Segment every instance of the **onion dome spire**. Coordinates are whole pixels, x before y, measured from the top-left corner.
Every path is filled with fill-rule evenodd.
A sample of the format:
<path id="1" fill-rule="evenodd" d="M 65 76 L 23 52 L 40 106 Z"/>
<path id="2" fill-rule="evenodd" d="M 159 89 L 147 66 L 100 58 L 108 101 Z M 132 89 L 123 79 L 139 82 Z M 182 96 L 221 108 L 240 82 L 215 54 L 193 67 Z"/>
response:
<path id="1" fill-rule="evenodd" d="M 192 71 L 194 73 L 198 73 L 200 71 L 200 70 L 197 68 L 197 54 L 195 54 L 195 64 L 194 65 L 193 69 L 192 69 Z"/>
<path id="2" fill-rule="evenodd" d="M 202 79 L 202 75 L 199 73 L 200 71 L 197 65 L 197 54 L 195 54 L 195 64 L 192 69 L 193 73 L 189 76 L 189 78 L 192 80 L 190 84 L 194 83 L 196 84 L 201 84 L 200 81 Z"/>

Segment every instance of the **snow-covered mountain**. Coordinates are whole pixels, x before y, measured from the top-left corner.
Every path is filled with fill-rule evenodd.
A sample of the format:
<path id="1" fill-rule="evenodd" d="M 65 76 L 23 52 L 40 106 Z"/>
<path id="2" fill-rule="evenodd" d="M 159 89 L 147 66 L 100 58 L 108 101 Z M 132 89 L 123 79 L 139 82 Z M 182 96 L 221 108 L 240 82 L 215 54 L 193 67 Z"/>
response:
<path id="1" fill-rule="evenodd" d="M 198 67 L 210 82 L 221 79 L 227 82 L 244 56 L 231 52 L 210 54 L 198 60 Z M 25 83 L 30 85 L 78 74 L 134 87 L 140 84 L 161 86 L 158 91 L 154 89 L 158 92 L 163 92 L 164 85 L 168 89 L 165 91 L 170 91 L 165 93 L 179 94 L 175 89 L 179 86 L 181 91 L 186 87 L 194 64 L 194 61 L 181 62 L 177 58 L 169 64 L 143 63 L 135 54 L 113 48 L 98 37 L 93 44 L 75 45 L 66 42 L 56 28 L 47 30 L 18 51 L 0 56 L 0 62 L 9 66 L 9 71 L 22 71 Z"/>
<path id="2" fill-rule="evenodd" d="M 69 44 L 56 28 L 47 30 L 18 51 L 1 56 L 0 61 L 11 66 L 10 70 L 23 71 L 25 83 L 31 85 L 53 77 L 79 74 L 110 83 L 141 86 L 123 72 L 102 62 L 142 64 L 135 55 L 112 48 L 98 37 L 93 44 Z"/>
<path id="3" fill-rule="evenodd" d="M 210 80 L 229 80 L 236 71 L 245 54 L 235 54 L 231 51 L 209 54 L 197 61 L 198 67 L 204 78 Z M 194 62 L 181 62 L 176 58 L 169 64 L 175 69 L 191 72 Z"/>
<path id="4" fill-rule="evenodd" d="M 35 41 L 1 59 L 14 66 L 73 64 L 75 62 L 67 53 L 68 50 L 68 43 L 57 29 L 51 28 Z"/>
════════════════
Repeat every record, keeping each word and mark exactly as it is.

Segment every instance of the **onion dome spire**. Coordinates are whole pixels, x before y, measured from the top-left corner.
Every path is filled with fill-rule evenodd.
A sample of the format:
<path id="1" fill-rule="evenodd" d="M 65 76 L 23 52 L 40 106 Z"/>
<path id="2" fill-rule="evenodd" d="M 159 89 L 147 66 L 100 58 L 108 101 Z M 132 89 L 123 79 L 139 82 Z M 182 96 L 221 108 L 240 82 L 215 54 L 193 67 Z"/>
response:
<path id="1" fill-rule="evenodd" d="M 192 71 L 194 73 L 198 73 L 200 71 L 200 70 L 197 68 L 197 54 L 195 54 L 195 64 L 194 65 L 193 69 L 192 69 Z"/>
<path id="2" fill-rule="evenodd" d="M 202 79 L 202 75 L 199 73 L 200 71 L 197 65 L 197 54 L 195 54 L 195 64 L 192 69 L 193 73 L 189 76 L 189 78 L 192 80 L 190 84 L 194 83 L 196 84 L 201 84 L 200 81 Z"/>

Segment every instance of the **snow-covered mountain**. Coordinates are whole pixels, x before y, measured from the top-left corner.
Every path is filled with fill-rule evenodd.
A sample of the format:
<path id="1" fill-rule="evenodd" d="M 65 76 L 23 52 L 40 106 Z"/>
<path id="2" fill-rule="evenodd" d="M 159 89 L 147 66 L 100 58 L 108 101 Z M 132 89 L 123 79 L 139 82 Z M 182 96 L 221 108 L 240 82 L 215 54 L 193 67 Z"/>
response:
<path id="1" fill-rule="evenodd" d="M 198 67 L 210 82 L 221 79 L 227 82 L 244 56 L 231 52 L 210 54 L 198 60 Z M 25 83 L 30 85 L 78 74 L 134 87 L 140 84 L 161 86 L 158 91 L 154 89 L 158 92 L 163 92 L 164 85 L 168 89 L 165 91 L 170 91 L 165 93 L 179 94 L 175 89 L 179 86 L 181 91 L 186 87 L 194 64 L 194 61 L 181 62 L 177 58 L 169 64 L 143 63 L 135 54 L 113 48 L 98 37 L 93 44 L 75 45 L 66 42 L 56 28 L 47 30 L 18 51 L 0 56 L 0 62 L 9 66 L 9 71 L 22 71 Z"/>
<path id="2" fill-rule="evenodd" d="M 69 44 L 56 28 L 47 30 L 18 51 L 1 56 L 0 61 L 11 66 L 10 70 L 23 71 L 25 83 L 31 85 L 53 77 L 79 74 L 110 83 L 141 86 L 123 72 L 102 62 L 142 64 L 135 55 L 112 48 L 98 37 L 93 44 Z"/>
<path id="3" fill-rule="evenodd" d="M 210 80 L 229 80 L 236 71 L 245 54 L 235 54 L 231 51 L 209 54 L 197 61 L 198 67 L 204 78 Z M 194 62 L 181 62 L 176 58 L 169 64 L 175 69 L 191 72 Z"/>
<path id="4" fill-rule="evenodd" d="M 35 41 L 1 59 L 14 66 L 73 64 L 75 62 L 67 53 L 68 50 L 68 43 L 57 29 L 51 28 Z"/>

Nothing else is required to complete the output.